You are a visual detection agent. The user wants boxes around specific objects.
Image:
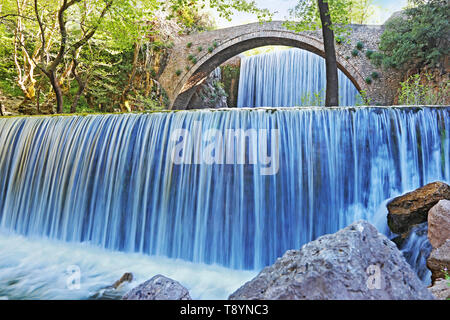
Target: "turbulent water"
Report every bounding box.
[238,48,361,107]
[0,107,450,298]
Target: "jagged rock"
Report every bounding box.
[427,239,450,284]
[89,272,133,300]
[387,182,450,234]
[429,279,450,300]
[428,200,450,248]
[229,221,433,300]
[122,274,192,300]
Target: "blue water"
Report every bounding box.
[0,107,450,270]
[237,48,361,107]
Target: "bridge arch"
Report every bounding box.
[160,21,398,109]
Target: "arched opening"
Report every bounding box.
[172,31,364,109]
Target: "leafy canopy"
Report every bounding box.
[379,0,450,69]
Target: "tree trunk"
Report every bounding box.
[70,59,86,113]
[318,0,339,107]
[48,71,63,113]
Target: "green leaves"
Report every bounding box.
[379,0,450,69]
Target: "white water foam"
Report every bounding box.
[0,231,257,300]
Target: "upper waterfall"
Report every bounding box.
[238,48,360,108]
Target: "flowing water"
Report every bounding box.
[0,107,450,298]
[238,48,361,107]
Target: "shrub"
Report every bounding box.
[335,36,344,44]
[379,0,450,70]
[366,50,373,60]
[370,52,384,67]
[398,73,450,105]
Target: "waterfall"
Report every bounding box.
[0,107,450,270]
[238,48,360,107]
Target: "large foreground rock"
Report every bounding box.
[230,221,433,300]
[122,274,192,300]
[428,200,450,248]
[387,182,450,234]
[430,279,450,300]
[427,239,450,284]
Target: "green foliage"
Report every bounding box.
[370,51,384,67]
[379,0,450,69]
[356,90,372,106]
[398,73,450,105]
[284,0,374,39]
[300,90,325,106]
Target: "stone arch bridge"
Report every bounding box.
[159,21,399,109]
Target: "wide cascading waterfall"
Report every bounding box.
[238,48,361,107]
[0,107,450,269]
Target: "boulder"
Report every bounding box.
[429,279,450,300]
[387,182,450,234]
[122,274,192,300]
[427,239,450,284]
[229,221,434,300]
[428,200,450,248]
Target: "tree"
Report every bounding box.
[318,0,339,107]
[379,0,450,70]
[284,0,371,107]
[0,0,270,113]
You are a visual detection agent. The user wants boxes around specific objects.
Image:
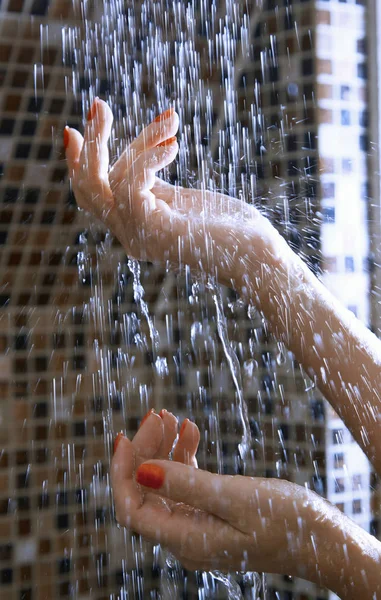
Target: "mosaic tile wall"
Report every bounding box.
[0,0,374,600]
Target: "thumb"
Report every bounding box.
[63,127,83,178]
[135,460,237,521]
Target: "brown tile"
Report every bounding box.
[6,164,25,183]
[12,400,30,421]
[23,19,41,40]
[33,230,50,246]
[53,423,67,440]
[14,312,28,327]
[40,117,60,139]
[49,0,72,19]
[16,46,35,65]
[4,94,22,112]
[0,335,8,354]
[0,44,12,62]
[316,58,332,75]
[32,333,49,350]
[8,0,24,12]
[56,533,73,554]
[18,519,32,536]
[0,516,14,543]
[0,473,10,492]
[38,538,52,554]
[20,565,33,581]
[316,10,331,25]
[36,560,55,579]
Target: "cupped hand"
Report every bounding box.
[64,98,280,281]
[111,415,326,574]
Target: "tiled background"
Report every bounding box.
[0,0,374,600]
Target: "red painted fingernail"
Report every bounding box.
[136,464,165,490]
[139,408,155,429]
[114,431,124,454]
[87,98,98,121]
[64,127,70,150]
[156,135,177,148]
[155,108,175,123]
[179,419,189,439]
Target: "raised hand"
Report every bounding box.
[111,413,381,600]
[64,99,284,282]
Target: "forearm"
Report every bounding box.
[230,224,381,474]
[302,498,381,600]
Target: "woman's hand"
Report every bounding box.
[111,411,381,599]
[64,99,287,282]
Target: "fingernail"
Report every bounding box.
[64,127,70,150]
[114,431,124,454]
[87,97,98,121]
[139,408,155,429]
[155,108,175,123]
[179,419,189,439]
[156,135,177,148]
[136,464,165,490]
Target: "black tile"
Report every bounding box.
[37,493,50,510]
[16,471,29,489]
[56,492,69,506]
[57,558,71,575]
[21,121,37,136]
[56,513,69,529]
[27,96,44,113]
[24,188,40,204]
[15,144,32,158]
[0,569,13,585]
[37,144,52,160]
[17,496,30,510]
[34,402,48,419]
[34,356,48,372]
[35,448,49,465]
[0,544,13,561]
[30,0,49,16]
[0,294,11,307]
[0,119,16,135]
[49,98,65,115]
[73,421,86,437]
[15,335,28,350]
[4,187,20,204]
[41,210,56,225]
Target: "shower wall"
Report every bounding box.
[0,0,375,600]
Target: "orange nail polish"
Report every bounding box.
[156,135,177,148]
[139,408,155,429]
[114,431,124,454]
[179,419,189,439]
[64,127,70,150]
[136,464,165,490]
[155,108,175,123]
[87,98,97,121]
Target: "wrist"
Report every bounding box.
[301,496,381,600]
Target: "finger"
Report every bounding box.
[173,419,200,467]
[69,98,115,221]
[136,460,237,521]
[80,98,113,181]
[127,140,179,191]
[111,436,141,527]
[110,110,179,181]
[155,409,178,459]
[64,127,83,178]
[132,412,164,460]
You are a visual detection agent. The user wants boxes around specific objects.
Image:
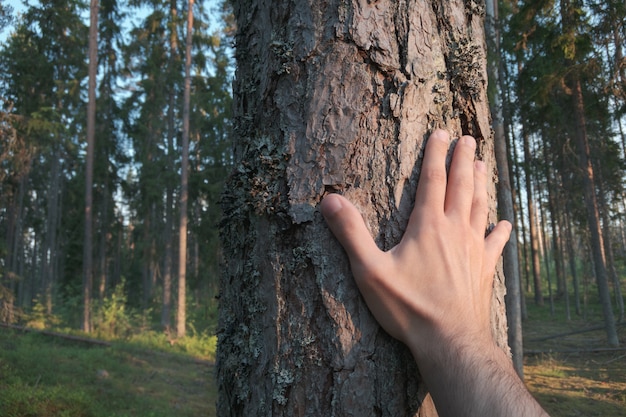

- - -

* **DIRECTIONS FOR THIS TASK**
Give back, word for word, the lines of the material from its first line through the line containing "[238,48,360,107]", and leave the pictures out.

* **WRITTEN ANSWER**
You are a visual detection agent. The user wants boxes around specific objects.
Image:
Target: "turbulent water"
Report every bounding box.
[238,48,361,107]
[0,107,450,298]
Target: "jagged rock"
Report every bounding box.
[427,239,450,284]
[89,272,133,300]
[387,182,450,234]
[429,279,450,300]
[428,200,450,248]
[229,221,433,300]
[122,274,192,300]
Target: "blue water"
Report every bounding box.
[0,107,450,270]
[237,48,361,107]
Target: "bridge arch"
Report every bounding box.
[160,21,398,109]
Target: "arched opening"
Report every bounding box.
[172,31,364,109]
Target: "leafy canopy"
Report every bounding box.
[379,0,450,69]
Target: "tree trunk"
Report every bounding box.
[70,59,86,113]
[318,0,339,107]
[48,71,63,113]
Target: "green leaves"
Report every bounding box.
[379,0,450,69]
Target: "white water foam"
Report every bounding box.
[0,231,257,300]
Target: "upper waterfall"
Report every bounding box.
[238,48,360,108]
Target: "flowing water"
Report every bounding box.
[0,107,450,298]
[238,48,361,107]
Target: "shrub"
Report every bounding box.
[335,36,344,44]
[379,0,450,70]
[366,50,373,60]
[370,52,384,67]
[398,73,450,105]
Target: "waterfall"
Report every bounding box.
[0,107,450,270]
[238,48,360,107]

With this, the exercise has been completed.